• _Entries from a point annotation set_:
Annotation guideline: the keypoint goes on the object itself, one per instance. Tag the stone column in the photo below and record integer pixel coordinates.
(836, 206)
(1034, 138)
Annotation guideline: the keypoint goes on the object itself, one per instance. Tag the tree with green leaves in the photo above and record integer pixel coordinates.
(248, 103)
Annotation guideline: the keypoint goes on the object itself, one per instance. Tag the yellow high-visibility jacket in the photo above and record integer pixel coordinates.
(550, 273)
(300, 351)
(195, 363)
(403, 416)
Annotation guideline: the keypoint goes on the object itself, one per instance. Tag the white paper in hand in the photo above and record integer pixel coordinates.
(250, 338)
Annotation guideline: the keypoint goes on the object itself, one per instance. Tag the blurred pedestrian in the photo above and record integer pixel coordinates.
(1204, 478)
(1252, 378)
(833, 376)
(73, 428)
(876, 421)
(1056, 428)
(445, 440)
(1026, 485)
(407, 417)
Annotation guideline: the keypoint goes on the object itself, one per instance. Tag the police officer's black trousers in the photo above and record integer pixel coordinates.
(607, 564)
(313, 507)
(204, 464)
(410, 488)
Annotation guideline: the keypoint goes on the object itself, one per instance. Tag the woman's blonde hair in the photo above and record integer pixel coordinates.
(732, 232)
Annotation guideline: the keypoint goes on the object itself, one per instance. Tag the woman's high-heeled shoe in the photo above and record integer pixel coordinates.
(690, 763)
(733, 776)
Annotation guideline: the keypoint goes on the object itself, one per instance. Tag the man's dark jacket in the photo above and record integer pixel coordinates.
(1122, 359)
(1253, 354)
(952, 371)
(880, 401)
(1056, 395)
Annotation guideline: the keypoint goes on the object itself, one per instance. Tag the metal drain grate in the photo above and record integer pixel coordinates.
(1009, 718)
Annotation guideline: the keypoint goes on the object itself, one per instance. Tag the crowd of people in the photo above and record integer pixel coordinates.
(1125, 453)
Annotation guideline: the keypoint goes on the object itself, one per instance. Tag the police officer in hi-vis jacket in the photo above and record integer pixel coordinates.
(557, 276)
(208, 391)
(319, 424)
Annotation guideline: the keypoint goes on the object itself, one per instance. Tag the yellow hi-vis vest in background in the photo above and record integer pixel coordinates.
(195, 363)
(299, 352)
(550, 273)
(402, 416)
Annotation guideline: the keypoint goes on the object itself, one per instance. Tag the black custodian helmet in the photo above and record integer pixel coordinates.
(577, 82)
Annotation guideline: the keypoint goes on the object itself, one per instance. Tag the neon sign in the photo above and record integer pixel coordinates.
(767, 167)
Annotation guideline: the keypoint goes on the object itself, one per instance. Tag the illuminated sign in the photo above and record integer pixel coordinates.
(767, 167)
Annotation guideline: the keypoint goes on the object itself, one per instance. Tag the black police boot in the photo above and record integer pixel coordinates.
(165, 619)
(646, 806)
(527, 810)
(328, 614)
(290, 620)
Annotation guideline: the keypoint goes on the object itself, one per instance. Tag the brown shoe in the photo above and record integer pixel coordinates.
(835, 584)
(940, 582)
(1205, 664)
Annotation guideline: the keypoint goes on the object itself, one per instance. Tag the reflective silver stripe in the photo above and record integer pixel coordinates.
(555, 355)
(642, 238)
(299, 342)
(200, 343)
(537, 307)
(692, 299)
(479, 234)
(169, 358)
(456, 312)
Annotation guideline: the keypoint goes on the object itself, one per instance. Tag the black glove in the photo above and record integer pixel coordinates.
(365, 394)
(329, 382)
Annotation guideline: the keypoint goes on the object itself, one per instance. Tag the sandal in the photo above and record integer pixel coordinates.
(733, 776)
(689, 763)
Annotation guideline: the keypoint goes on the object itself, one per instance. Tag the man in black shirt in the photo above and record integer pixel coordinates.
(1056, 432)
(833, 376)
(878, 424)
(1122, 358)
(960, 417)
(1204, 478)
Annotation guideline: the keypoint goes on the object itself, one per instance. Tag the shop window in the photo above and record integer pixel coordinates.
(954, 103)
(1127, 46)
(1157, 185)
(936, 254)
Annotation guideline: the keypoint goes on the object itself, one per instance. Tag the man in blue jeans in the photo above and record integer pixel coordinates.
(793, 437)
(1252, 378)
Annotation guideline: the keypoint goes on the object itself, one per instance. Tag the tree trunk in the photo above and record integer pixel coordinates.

• _INSTRUCTION_: Edit every row above so that "integer pixel coordinates" becomes "whole-number pixel coordinates", keeping all other text unchanged.

• _CORRECT RESULT_:
Annotation guideline: the keypoint goes on the object itself, one per instance. Tag the stone column in the photo below and record whole-number pixel coordinates.
(836, 206)
(1034, 138)
Annotation guideline: the keypoint goes on the object itself, one per instance. Tag the tree with green leaves in the photo above and record whole-number pixel coordinates.
(248, 103)
Annotation guideline: the keypoint goes on the object itself, one per instance. Tag the yellow high-visibility jacket in the photo above and record whole-number pixel coordinates.
(550, 273)
(300, 351)
(195, 363)
(403, 416)
Annotation guideline: the keypoint goes on the object itself, one per instance. Tag the white paper in hand in the photo above and record whole-number pixel coordinates.
(250, 338)
Annotation guideline: the keypoint goes on the object itself, one per instance. Tag the blurred pedestrian in the photo above and record whole-number pixel coordinates.
(1204, 478)
(1252, 378)
(833, 376)
(73, 428)
(876, 421)
(1056, 428)
(445, 440)
(1026, 485)
(407, 417)
Annotation guideline: the keypoint goes on the object itself, one per instance. Tag the police officer's black trousers in the photo above and record whole-number pixel coordinates.
(607, 564)
(313, 507)
(204, 464)
(410, 488)
Annotation guideline: the keypoint goes on the object itself, one per instance. Tag the woman's blonde hair in the photo above and record whole-number pixel coordinates.
(732, 232)
Annotation guideline: the keypoint goes on the object itself, one per instance. Tag the woman's high-heeled shoe in the photo above and record whole-number pixel coordinates.
(690, 763)
(733, 776)
Annotation guideline: the keypoint goes on the object itself, one per instance. Tag the man's dark jacket in the photo above and record whole-number pixel coordinates.
(1122, 359)
(1253, 354)
(952, 371)
(880, 401)
(1056, 395)
Annotation guideline: the keypoint goes on the object itself, one per instance. Tag the metal drain grate in the photo above and record whole-number pixel coordinates.
(1009, 718)
Annotation guideline: the keypoint goes on the object itself, one per instance. Tag the crowd of people in the photo above and record whole-number pixel coordinates.
(1125, 453)
Annotation guideline: the keypoint goes on the object itself, one per instance. Tag the police officer in hi-vis jacket in the photo above and record whole-number pixel coordinates.
(557, 276)
(208, 391)
(319, 424)
Annotation guideline: the keypoint goes on the object itself, one per instance. Tag the yellow hi-vis vest in background in the photo above and record whole-number pixel coordinates.
(195, 363)
(299, 352)
(550, 273)
(402, 416)
Annotation guideline: the keypoint goes on the object itself, one per instance. Tag the black custodian helmet in the photo above and record whole-number pixel coordinates.
(577, 82)
Annotation guideline: the keypoint goes on the object itself, one per instance. Tag the neon sign in the photo above and record whole-number pixel coordinates.
(767, 167)
Annotation guideline: the keypoint goes on the object itself, one per instance. Tag the illuminated sign in the photo above and record whole-number pixel coordinates.
(767, 167)
Annotation guideline: the keypoint goes on the object itself, one per instance. Tag the black police boot in the photo above and record whole-number pixel coordinates.
(165, 619)
(646, 806)
(527, 810)
(328, 614)
(290, 620)
Annotation guideline: the keypoint goes on the object itself, one per instance. Tag the brown shoe in the photo above and record whole-number pixel coordinates.
(835, 584)
(940, 582)
(1205, 664)
Annotation guideline: the keypoint goes on the object itself, one per instance. Tag the reflective silver stripe in the photo above and record whole-number pixel coordinates.
(555, 355)
(642, 238)
(299, 342)
(200, 343)
(537, 307)
(692, 299)
(479, 234)
(169, 358)
(456, 312)
Annotation guideline: the keypoint goes on the object itself, one per instance. Tag the black glove in the photo above and record whole-number pixel coordinates.
(365, 394)
(329, 382)
Annotation guideline: the keypoint goes on the object itself, one per instance. Tag the sandal in the photo above and record whole-number pixel coordinates.
(733, 776)
(689, 763)
Annotation guideline: the keypoint goes on the object itself, one per instance. Tag the man in black shirt in the photo above and record whole-number pixel coordinates.
(1056, 432)
(833, 376)
(878, 424)
(1122, 358)
(960, 417)
(1204, 478)
Annotation guideline: the keypoint goes on the object itself, one per instance. Tag the shop window in the photo above and record whole-number pixel coordinates.
(954, 103)
(1127, 46)
(1157, 185)
(936, 254)
Annotation guideline: the keypoint goes on the object itself, one per instance. Tag the man in blue jeans in the photo above and record whole-number pixel coordinates.
(793, 437)
(1252, 378)
Annotation guideline: the keypoint goes on the object itself, one per instance. Tag the tree trunk in the photo above and record whole-number pixel coordinates.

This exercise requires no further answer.